• _The problem_
Pull out every line of the material below that contains the word "shown", and copy each one in full.

-- Extracted records start --

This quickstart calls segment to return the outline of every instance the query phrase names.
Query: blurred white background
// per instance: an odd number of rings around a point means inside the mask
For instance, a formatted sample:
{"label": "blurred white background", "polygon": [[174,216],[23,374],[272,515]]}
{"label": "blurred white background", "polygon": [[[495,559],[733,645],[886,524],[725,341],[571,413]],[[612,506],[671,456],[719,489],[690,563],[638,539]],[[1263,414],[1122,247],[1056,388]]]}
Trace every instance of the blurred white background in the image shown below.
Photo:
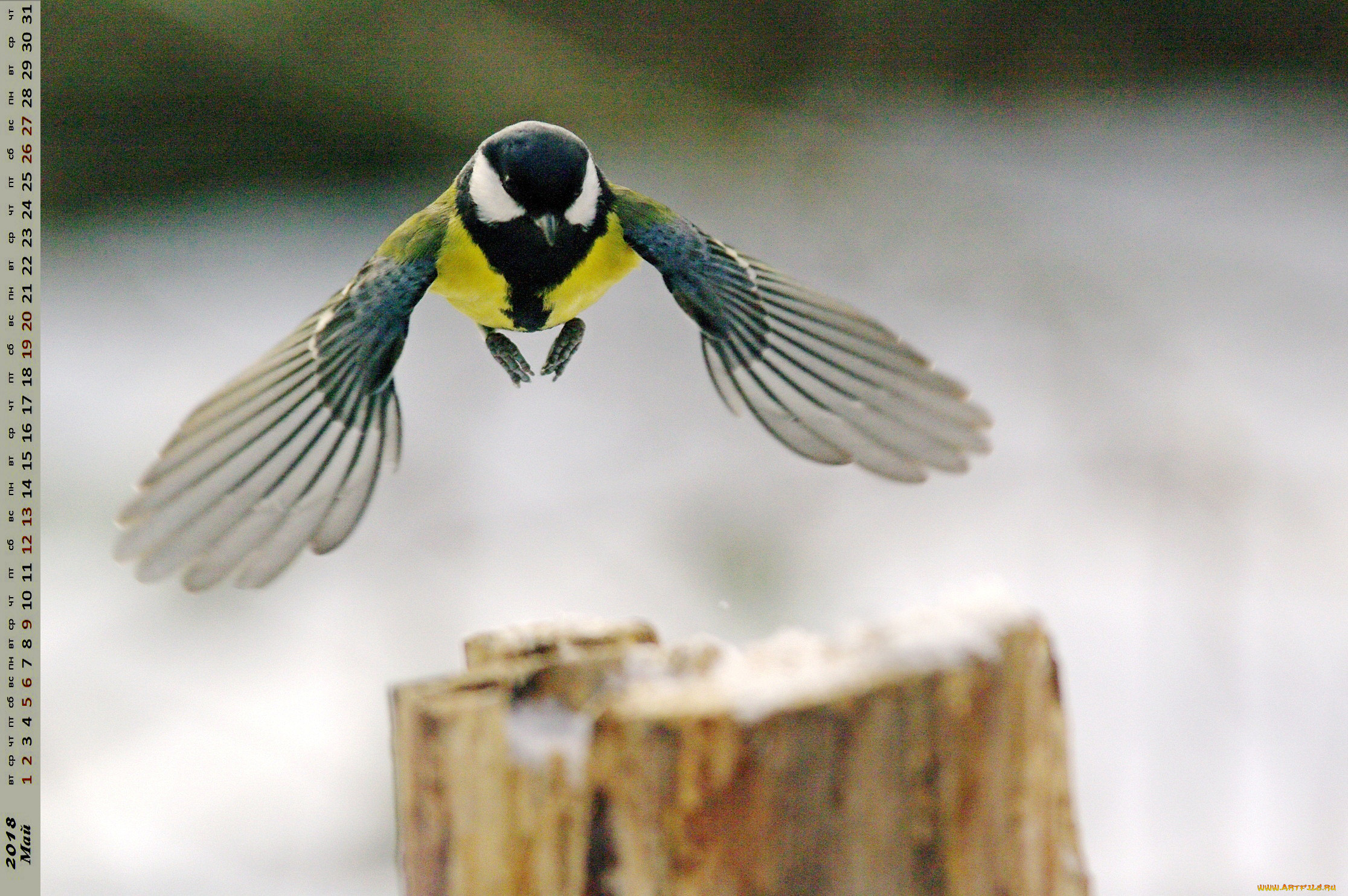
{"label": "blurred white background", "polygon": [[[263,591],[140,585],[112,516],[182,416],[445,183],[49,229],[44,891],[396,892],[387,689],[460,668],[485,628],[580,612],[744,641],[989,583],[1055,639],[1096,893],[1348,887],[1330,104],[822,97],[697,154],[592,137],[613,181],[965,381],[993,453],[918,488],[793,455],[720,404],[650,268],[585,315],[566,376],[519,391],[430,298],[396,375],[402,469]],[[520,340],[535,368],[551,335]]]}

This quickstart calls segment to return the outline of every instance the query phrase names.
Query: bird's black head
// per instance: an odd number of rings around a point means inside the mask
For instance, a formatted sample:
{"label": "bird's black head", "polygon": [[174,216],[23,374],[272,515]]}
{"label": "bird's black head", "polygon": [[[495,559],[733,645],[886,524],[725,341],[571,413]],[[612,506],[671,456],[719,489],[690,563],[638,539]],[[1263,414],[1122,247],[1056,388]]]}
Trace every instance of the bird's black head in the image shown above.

-- Extracted records end --

• _Solved exercise_
Trace every instance of the blurred white background in the image shown below.
Trace every instance of the bird's black head in the image shown above.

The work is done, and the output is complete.